* [TASK LIST]
• A. Render this sentence from the lexical analysis engine description in Spanish: "These tokens, when parsed, are used as the basic building blocks of language grammar."
• B. Carry the lexical analysis engine description forward, writing on from its last sentence.

Lexical analysis engine for configuring lexical parsers.

This project comprises of a library which enables its users to define lexical parsers for their specific use-case.

What are Lexical Parsers?

Commonly known as lexers, lexical parsers are utilzed, typically, to break down source code into individual tokens. These tokens, when parsed, are used as the basic building blocks of language grammar.

The idea is simple, take some input string or byte array and identify each of its parts. Say for the example below, where we are assuming whitespace needs to be ignored and punctuation has its own identity, we would break the input down as such:

Example input: "Mary had a little lamb."
Example output: ["Mary", "had", "a", "little", "lamb", "."]

How Does Alexi Work?

Alexi works in the same fashion as the previous parsing example. Once a lexer has been generated from the engine, it then will search through the stream one token at a time with the Lexer::next_token() method. This will return a Token instance as the basic information necessary for downstream IR parsers, consumers and processors.

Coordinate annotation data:
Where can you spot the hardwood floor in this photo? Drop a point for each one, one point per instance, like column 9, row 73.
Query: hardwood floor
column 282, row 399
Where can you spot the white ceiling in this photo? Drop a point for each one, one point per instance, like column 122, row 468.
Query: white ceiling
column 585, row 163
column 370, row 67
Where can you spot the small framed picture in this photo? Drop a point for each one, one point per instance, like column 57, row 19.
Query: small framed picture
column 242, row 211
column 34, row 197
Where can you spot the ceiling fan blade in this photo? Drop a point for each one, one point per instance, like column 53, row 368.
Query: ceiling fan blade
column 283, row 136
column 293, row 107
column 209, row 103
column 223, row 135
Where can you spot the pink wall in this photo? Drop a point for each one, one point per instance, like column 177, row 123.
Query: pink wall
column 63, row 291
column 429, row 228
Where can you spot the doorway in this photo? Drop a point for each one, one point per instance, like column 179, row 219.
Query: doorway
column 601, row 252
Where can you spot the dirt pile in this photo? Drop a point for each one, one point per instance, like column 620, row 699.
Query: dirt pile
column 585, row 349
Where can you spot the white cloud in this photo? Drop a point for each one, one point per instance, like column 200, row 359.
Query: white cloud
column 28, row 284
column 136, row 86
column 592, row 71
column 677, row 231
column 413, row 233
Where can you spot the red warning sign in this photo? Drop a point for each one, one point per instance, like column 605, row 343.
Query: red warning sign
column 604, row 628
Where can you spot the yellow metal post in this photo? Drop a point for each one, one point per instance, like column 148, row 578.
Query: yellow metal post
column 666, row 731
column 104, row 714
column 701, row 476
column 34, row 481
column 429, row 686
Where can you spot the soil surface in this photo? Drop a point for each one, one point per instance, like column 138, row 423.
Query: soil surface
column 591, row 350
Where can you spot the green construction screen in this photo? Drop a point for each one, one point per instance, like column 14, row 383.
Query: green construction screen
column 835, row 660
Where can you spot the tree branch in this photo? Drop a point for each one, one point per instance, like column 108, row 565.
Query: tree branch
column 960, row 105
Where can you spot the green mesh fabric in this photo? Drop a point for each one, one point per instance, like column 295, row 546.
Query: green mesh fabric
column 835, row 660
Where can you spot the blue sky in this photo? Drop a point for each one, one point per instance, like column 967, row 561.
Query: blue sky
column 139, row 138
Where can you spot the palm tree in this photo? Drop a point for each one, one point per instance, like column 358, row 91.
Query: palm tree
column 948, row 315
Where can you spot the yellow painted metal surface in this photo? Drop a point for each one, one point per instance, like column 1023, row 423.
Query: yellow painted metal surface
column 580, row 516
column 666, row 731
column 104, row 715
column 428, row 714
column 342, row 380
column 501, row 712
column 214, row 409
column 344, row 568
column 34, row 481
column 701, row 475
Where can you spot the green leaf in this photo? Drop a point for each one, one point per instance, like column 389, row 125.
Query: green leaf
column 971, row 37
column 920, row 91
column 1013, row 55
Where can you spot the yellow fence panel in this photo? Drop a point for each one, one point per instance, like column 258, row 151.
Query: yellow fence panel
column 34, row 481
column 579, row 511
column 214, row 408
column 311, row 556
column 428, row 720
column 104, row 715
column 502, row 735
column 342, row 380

* [ANSWERS TO EACH TASK]
• A. Estos tokens, al ser analizados, se utilizan como los componentes básicos de la gramática del lenguaje.

• B.
Types Overview

Listed below are examples of what the components this library is composed of. With some luck, their descriptions will assist you in understanding how to best take advantage of the library's features.

The Engine type is perhaps the highest level type in Alexi. This type allows us to preconfigure the anticipated behavior of any Lexers generated from it. The core intent is to be able define allowed token types (We use Kind as a type definition), declare expected keywords and ensures common types are included before producing a lexer.

Member Functions

Method Name Variations Return Type
from_data 2 Lexer
from_file 2 Lexer
use_keywords 2 Engine
use_kind 2 Engine

Kind

The Kind type is an Alexi primitive. When declared, it describes the rules of what a Token should look like and how it should be handled. We use this type throughout the rest of the library as the foundation for all other types. This allows us to drive analysis according to whatever the expected syntax of a given input should be.

Kind Rules

There are some rules that govern a Kind:

  • A Kind must be unique to other Kind definitions.
  • A Kind must have a unique name.
  • A Kind pattern may be shared with other Kinds, but must use the Kind::predicate to be distinguished from other Kinds.
  • Kind::pattern may not capture all possible characters (R"(.*)").
  • The Kind::order must be a float between 0 and 1.
  • The Kind::action as a bit map must not contain both Action::CONSUME and Action::IGNORE. Action::CONSUME will override Action::IGNORE.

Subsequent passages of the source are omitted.